## Job
Rescale the part of the items that opens at their start and closes with the line containing "453 266 L 450", reproducing every line there, requests included. Multiply each coordinate in the answer paths by 2.4 and round it to a whole number, with halves rounded up.

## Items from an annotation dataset
+-------+
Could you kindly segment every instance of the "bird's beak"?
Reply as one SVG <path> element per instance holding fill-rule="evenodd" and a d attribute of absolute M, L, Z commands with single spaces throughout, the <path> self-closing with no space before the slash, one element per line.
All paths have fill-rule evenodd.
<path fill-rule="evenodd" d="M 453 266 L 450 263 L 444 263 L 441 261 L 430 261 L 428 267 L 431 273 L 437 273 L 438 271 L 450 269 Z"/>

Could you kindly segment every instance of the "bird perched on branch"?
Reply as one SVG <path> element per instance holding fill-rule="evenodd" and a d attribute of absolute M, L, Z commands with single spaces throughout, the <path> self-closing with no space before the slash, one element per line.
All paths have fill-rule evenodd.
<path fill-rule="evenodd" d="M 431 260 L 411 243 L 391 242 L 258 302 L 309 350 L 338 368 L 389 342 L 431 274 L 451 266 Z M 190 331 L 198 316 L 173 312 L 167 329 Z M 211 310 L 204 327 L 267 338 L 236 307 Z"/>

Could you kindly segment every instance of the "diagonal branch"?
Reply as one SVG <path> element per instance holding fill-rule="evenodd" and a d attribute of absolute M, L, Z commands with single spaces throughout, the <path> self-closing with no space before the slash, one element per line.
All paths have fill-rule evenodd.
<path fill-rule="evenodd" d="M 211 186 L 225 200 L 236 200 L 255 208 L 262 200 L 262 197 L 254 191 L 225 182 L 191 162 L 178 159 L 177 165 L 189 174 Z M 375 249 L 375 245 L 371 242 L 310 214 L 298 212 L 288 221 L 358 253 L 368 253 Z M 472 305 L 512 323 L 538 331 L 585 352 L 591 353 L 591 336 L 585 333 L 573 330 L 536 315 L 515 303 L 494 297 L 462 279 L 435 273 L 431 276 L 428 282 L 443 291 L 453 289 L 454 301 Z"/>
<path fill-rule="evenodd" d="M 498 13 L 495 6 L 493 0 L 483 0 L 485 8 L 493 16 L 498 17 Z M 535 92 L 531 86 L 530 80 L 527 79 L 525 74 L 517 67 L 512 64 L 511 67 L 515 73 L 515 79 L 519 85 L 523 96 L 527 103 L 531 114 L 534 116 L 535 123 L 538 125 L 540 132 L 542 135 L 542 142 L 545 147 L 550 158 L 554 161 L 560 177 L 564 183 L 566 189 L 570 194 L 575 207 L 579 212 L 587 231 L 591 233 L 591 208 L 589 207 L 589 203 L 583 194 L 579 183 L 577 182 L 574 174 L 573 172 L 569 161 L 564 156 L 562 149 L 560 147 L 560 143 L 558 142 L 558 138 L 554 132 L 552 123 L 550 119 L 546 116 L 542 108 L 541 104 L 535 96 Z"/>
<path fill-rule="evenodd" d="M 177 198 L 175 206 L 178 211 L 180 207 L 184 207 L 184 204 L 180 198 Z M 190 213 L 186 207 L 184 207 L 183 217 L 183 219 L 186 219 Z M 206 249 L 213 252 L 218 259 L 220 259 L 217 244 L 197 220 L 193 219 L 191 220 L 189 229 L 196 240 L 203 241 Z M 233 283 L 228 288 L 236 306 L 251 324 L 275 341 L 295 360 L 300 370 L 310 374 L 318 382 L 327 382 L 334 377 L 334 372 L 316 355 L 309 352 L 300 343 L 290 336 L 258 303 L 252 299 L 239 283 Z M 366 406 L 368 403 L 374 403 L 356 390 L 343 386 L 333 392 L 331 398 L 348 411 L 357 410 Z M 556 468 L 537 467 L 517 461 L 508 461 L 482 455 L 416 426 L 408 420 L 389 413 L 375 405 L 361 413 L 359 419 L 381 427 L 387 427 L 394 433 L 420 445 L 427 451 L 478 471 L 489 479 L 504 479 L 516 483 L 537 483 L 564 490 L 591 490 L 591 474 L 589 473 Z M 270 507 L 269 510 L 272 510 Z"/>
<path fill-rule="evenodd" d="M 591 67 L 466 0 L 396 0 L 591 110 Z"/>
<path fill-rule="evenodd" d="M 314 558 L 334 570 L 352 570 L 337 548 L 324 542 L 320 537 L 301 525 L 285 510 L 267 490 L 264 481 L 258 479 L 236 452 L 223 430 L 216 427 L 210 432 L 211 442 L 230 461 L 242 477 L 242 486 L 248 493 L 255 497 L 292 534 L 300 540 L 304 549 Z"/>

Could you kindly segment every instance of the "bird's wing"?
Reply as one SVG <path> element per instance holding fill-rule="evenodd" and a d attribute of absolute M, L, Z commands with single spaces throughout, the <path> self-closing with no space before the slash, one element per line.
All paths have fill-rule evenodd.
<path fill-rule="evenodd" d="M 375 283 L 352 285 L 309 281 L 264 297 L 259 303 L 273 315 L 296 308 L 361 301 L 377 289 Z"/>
+-------+
## Right answer
Could you kindly segment every instance of the "bird's beak"?
Reply as one SVG <path> element per instance holding fill-rule="evenodd" and a d attribute of absolute M, L, Z commands with single spaces throughout, the <path> self-closing with no space before the slash, one element per line.
All paths have fill-rule evenodd.
<path fill-rule="evenodd" d="M 1087 638 L 1080 631 L 1066 631 L 1058 626 L 1032 626 L 1027 641 L 1034 655 L 1049 655 L 1051 650 L 1080 646 Z"/>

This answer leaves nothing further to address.